# Adding first tank mate: Mystery Snail



## Sivan (Aug 30, 2010)

Hey hey hey. I never added a tank mate before and I can really only have a snail in my 5 gallon. I was just wondering: How do I add the snail into my betta tank? Do you acclimate snails? Do you put them in isolation first? How do you know if it gets sick? Do bettas ever attack them?

I am rather partial to the golden apple snails at PetSmart that they are calling mystery snails. What would be good food for them? Better yet, how do I stop my betta from eating the snail food? I'd appreciate it if anyone could answer my questions and let me know of anything important I haven't thought of yet.

Thanks.


----------



## teeneythebetta (Apr 29, 2012)

For info on feeding apple snails go here: http://www.applesnail.net/content/care.php

My suggestion is to quarantine the snail for 2 weeks. The reason for this is that if your snail is carrying a fish illness, the illness/parasite will die if it has no host over that time period. Your snail will be fine without a heater until you put it in your betta's tank. I'm not sure if they are sensitive to temperature changes but I float my snails if the temp is more than 10 degrees change.

Source material:
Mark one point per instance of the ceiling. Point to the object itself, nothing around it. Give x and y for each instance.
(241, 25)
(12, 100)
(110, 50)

What is being asked: Continue the forum thread about adding a mystery snail to a betta tank, picking up right after its final sentence.

Answer:
Don't forget if you ever need to treat your betta with any sort of salt to remove your snail, they're sensitive to that.


----------



## Sivan (Aug 30, 2010)

Thank you! I never considered aquarium salt effecting the snail...which should have been obvious.


----------



## teeneythebetta (Apr 29, 2012)

Sivan said:


> Thank you! I never considered aquarium salt effecting the snail...which should have been obvious.


Haha. I Was helping someone a few days ago with a sick betta, they told me they went & got AQ salt & meds and also a snail. They put the snail right into the tank with salt, I told them to remove it. They said it was just sitting there when it was in the salt water but once in the regular water it was zipping around the tank


----------



## Sivan (Aug 30, 2010)

How cute! I am looking forward to getting one now.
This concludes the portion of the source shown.